- What you need to do -
- a) Sum up the piece on the Maharashtra cabinet expansion in two sentences.
- b) Print a passage from the piece on the Maharashtra cabinet expansion word for word, starting at the words "After the Maharashtra" and ending after "that basic right?".

[start Selected extract]

Last Updated 01 January 2020, 02:12 IST

After the Maharashtra cabinet was expanded by Uddhav Thackeray on Monday, a month after he was sworn in as chief minister of the Maha Vikas Aghadi (MVA) government, the ministry looks more like a get together of the political families of the state than as a political and administrative forum representing the best talent and experience of the elected representatives. Thackeray expanded his six-member ministry with the induction of 36 ministers from the Shiv Sena, the NCP and the Congress who had got together to form the government last month. The expansion was delayed probably because of pressures and counter-pressures from party leaders and MLAs and bargaining and other tricks of the political trade by hopefuls, because a ministership is the ultimate aim of all public life. How can families that have enjoyed power and have an entitlement to it be denied that basic right?

In the event, the Government of Maharashtra is a family affair. There are 14 sons, daughters, nephews, grandsons and other relatives of prominent politicians in the ministry, and that makes it over a third of the total strength. One cannot recall another ministry anywhere with this level of nepotism. NCP leader Sharad Pawar’s nephew Ajit Pawar, who had gone over to the BJP and had become the deputy chief minister, is back in the same perch, losing nothing and, perhaps, gaining freedom from the corruption cases he was involved in. No-one lost, except the people whose thousands of crores went down the irrigation channels. Uddhav Thackeray’s son Aaditya Thackeray has also been made a minister. After all, he needs to be groomed for his future entitlement. An NCP MP’s daughter is in, and the party’s other leaders, too, haven’t disappointed their kin.

[end Selected extract]
[start Information supplied]

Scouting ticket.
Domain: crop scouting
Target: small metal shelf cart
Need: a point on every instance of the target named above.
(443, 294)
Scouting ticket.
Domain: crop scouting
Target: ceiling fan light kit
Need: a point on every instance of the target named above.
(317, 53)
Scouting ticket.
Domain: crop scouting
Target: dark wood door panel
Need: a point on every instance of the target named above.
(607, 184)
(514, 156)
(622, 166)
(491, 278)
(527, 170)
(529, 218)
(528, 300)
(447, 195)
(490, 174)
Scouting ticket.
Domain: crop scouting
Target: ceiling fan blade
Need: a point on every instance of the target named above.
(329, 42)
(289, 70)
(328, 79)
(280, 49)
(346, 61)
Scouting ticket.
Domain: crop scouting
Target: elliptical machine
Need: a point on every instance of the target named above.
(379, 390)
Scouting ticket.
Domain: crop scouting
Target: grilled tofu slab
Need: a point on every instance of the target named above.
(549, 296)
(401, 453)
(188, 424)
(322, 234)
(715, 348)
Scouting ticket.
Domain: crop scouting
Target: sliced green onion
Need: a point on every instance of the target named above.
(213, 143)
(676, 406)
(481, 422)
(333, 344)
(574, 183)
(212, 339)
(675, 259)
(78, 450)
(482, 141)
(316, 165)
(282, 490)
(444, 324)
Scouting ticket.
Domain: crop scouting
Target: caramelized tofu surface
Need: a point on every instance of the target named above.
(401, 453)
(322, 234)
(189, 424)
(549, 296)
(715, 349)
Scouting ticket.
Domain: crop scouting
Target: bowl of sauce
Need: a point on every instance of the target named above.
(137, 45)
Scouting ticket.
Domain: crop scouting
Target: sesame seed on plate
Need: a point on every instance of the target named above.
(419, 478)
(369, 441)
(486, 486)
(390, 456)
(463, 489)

[end Information supplied]

- Expected outputs -
- a) A month after becoming chief minister of the Maha Vikas Aghadi government, Uddhav Thackeray expanded his six-member Maharashtra ministry by inducting 36 ministers from the Shiv Sena, the NCP and the Congress. Fourteen of the ministers are relatives of prominent politicians, over a third of the total, among them Sharad Pawar's nephew Ajit Pawar, back as deputy chief minister, and Thackeray's son Aaditya Thackeray.

- b)
After the Maharashtra cabinet was expanded by Uddhav Thackeray on Monday, a month after he was sworn in as chief minister of the Maha Vikas Aghadi (MVA) government, the ministry looks more like a get together of the political families of the state than as a political and administrative forum representing the best talent and experience of the elected representatives. Thackeray expanded his six-member ministry with the induction of 36 ministers from the Shiv Sena, the NCP and the Congress who had got together to form the government last month. The expansion was delayed probably because of pressures and counter-pressures from party leaders and MLAs and bargaining and other tricks of the political trade by hopefuls, because a ministership is the ultimate aim of all public life. How can families that have enjoyed power and have an entitlement to it be denied that basic right?